Task details:
Nothing in the data may change. Copy all of it exactly.

Provided records START

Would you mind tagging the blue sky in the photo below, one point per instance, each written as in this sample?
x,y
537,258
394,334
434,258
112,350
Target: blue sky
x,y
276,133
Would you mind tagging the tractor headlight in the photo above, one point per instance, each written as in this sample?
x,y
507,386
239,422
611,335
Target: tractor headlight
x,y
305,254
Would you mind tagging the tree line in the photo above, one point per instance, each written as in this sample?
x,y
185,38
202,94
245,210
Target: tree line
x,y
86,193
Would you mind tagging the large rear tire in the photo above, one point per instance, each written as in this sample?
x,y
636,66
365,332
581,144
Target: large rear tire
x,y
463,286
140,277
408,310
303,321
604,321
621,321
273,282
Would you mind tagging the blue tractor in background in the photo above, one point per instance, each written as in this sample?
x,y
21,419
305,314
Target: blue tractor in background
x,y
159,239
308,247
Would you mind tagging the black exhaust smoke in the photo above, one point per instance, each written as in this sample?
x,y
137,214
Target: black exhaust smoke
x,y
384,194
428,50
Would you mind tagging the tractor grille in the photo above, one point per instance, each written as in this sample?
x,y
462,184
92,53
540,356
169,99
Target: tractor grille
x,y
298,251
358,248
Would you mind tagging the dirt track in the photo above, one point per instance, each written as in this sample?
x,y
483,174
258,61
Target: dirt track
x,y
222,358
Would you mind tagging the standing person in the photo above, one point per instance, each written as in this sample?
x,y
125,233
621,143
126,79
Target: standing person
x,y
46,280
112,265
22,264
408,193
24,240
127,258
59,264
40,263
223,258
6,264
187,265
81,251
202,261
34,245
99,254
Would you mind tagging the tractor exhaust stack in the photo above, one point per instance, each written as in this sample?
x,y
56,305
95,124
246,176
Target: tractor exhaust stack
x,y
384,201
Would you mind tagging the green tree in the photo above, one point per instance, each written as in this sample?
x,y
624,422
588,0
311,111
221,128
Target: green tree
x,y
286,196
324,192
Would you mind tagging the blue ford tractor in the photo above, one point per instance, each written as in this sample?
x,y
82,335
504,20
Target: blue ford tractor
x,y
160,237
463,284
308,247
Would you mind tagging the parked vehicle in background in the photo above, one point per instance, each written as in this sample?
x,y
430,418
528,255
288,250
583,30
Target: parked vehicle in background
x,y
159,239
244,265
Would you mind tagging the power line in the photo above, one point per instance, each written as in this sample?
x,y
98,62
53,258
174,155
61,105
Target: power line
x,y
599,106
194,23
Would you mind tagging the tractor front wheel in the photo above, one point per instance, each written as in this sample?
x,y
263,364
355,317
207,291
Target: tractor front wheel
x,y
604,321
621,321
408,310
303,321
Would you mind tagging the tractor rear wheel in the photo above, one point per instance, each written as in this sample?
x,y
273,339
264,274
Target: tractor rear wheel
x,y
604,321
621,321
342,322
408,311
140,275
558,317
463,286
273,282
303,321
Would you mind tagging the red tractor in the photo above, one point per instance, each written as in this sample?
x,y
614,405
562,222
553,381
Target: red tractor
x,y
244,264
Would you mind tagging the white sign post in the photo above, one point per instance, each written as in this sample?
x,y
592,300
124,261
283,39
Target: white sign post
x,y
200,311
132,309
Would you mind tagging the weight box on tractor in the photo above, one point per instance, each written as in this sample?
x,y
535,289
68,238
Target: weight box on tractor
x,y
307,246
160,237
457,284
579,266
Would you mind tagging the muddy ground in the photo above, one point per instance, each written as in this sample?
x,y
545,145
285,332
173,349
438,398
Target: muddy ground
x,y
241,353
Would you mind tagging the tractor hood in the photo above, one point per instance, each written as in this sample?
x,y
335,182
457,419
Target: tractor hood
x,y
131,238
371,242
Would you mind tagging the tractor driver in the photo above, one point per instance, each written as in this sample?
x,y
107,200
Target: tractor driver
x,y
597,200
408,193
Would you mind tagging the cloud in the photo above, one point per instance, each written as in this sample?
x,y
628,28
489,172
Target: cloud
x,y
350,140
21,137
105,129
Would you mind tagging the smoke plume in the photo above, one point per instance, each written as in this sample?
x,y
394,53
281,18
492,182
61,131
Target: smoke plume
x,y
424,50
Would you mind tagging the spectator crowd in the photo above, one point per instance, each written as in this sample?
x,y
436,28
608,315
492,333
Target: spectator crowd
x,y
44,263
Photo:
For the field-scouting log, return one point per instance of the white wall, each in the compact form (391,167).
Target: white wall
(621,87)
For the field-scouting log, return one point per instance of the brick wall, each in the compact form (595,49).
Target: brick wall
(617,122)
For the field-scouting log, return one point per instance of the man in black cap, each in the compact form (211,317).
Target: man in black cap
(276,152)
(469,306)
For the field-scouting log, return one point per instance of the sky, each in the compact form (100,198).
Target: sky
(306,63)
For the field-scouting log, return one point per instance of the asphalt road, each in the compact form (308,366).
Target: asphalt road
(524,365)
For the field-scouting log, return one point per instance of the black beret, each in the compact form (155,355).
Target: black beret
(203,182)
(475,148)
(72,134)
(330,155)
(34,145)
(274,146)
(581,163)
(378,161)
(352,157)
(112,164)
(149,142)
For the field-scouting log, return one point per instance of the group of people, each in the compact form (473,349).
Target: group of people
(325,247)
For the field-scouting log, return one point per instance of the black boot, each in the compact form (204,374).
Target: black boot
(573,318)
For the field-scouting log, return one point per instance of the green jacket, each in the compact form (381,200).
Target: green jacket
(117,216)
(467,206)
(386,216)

Provided records END

Written answer:
Would you mind tagging the blue sky in the photo below, one point per instance, each written as in this sample?
x,y
537,258
394,334
434,258
112,350
Target: blue sky
x,y
276,133
Would you mind tagging the tractor headlight in the photo above, one point per instance, each written as in this sample?
x,y
507,386
239,422
611,335
Target: tractor headlight
x,y
305,254
Would you mind tagging the tree line in the photo above, one point per instance, each written as in this sample?
x,y
185,38
202,94
245,210
Target: tree line
x,y
86,193
Would you mind tagging the large rear tire in the photo above, one point per instance, each written as in this sample?
x,y
636,66
365,332
581,144
Target: large rear tire
x,y
463,286
140,277
408,310
303,321
604,321
621,321
273,282
Would you mind tagging the blue tractor in background in the photo above, one point per instance, each written as in this sample?
x,y
21,419
305,314
Target: blue tractor in background
x,y
159,239
308,247
Would you mind tagging the black exhaust smoke in the photo above, one point per instance, each written as in this sample?
x,y
137,214
Target: black exhaust smoke
x,y
384,194
428,50
Would you mind tagging the tractor grille in the photo above, one point per instance, each written as in this sample?
x,y
462,184
92,53
540,356
169,99
Target: tractor grille
x,y
298,251
358,248
Would you mind tagging the dirt track in the photo above, one point per instance, each written as in this sample?
x,y
483,174
258,61
Target: dirt track
x,y
222,358
Would you mind tagging the standing person in the photo above, one point per instance, each written as in this sample?
x,y
125,233
621,143
126,79
Target: standing person
x,y
46,280
112,265
22,264
408,193
24,240
127,258
59,264
40,263
223,258
6,264
187,265
81,251
202,261
34,245
99,254
Would you mind tagging the tractor exhaust stack in the photo above, one point per instance, each written as in this sample?
x,y
56,305
95,124
246,176
Target: tractor exhaust stack
x,y
384,201
Would you mind tagging the green tree in the photo above, one point per instance, each written as in this sample?
x,y
624,422
588,0
311,111
221,128
Target: green tree
x,y
286,196
324,192
Would you mind tagging the blue ford tractor in the photo above, one point per instance, each written as in this sample?
x,y
82,335
504,20
Target: blue ford tractor
x,y
160,237
463,284
308,247
Would you mind tagging the parked vehicle in background in the photo above, one point per instance, each written as in this sample?
x,y
430,418
528,255
288,250
583,30
Target: parked vehicle in background
x,y
159,239
244,265
Would you mind tagging the power line in the photo above, one point per instance, each written as in this sample?
x,y
98,62
53,258
174,155
61,105
Target: power line
x,y
599,106
194,23
Would you mind tagging the tractor front wheel in the photo above, one point per instance, each written as in this sample?
x,y
263,364
355,317
207,291
Target: tractor front wheel
x,y
604,321
621,321
408,310
303,321
Would you mind tagging the tractor rear wheel in the photo above, one point per instance, each written as in this sample?
x,y
273,339
264,274
Target: tractor rear wheel
x,y
604,321
621,321
342,322
408,311
140,275
558,317
463,286
273,282
303,321
Would you mind tagging the red tractor in the photo above, one point per instance, each written as in this sample?
x,y
614,405
562,222
553,381
Target: red tractor
x,y
244,264
Would you mind tagging the white sign post in the photo above, one point per instance, each written as in this sample?
x,y
592,300
124,261
283,39
Target: white sign post
x,y
200,311
132,309
Would you mind tagging the weight box on tractor in the photo above, one point per instance, each written as in this sample?
x,y
535,289
68,238
Target: weight box on tractor
x,y
307,246
160,237
457,284
579,266
Would you mind tagging the muddy ground in the photo above, one point per instance, each written as in this sample?
x,y
545,145
285,332
173,349
438,398
Target: muddy ground
x,y
241,353
Would you mind tagging the tractor hood in the photo above, one point per instance, each written as in this sample?
x,y
335,182
457,419
Target: tractor hood
x,y
131,238
371,242
Would you mind tagging the tractor driver in the photo above, one point per instance, each written as in this sample?
x,y
107,200
Target: tractor driver
x,y
597,200
408,193
Would you mind tagging the cloud in the photo above, one point per instance, each written as in this sample?
x,y
628,28
489,172
Target: cloud
x,y
350,140
21,137
105,129
Would you mind tagging the smoke plume in the photo above, one point per instance, each written as in this sample?
x,y
394,53
281,18
492,182
61,131
Target: smoke plume
x,y
424,50
Would you mind tagging the spectator crowd in the photo above, one point per instance, each written as in this sample?
x,y
436,28
608,315
492,333
Target: spectator crowd
x,y
44,263
Photo:
For the field-scouting log, return one point per instance of the white wall, each in the compact form (391,167).
Target: white wall
(621,87)
For the field-scouting log, return one point per instance of the brick wall, each in the compact form (595,49).
Target: brick wall
(617,122)
For the field-scouting log, return one point per instance of the man in black cap, each in the compact form (211,317).
Target: man in black cap
(276,152)
(469,306)
For the field-scouting log, return one point per instance of the sky, each in the compact form (100,198).
Target: sky
(306,63)
For the field-scouting log, return one point per instance of the asphalt road, each in the compact form (308,366).
Target: asphalt road
(524,365)
For the field-scouting log, return one point per instance of the black beret, each in the compact form (155,355).
Target: black beret
(203,182)
(475,148)
(72,134)
(330,155)
(34,145)
(274,146)
(581,163)
(378,161)
(352,157)
(112,164)
(149,142)
For the field-scouting log, return one point per instance of the group of people, each in the compact form (473,349).
Target: group of people
(325,247)
For the field-scouting log, return one point per instance of the black boot, each in the compact form (204,374).
Target: black boot
(573,318)
For the field-scouting log, return one point per instance of the green jacket, each in the compact form (381,200).
Target: green jacket
(117,216)
(467,206)
(386,216)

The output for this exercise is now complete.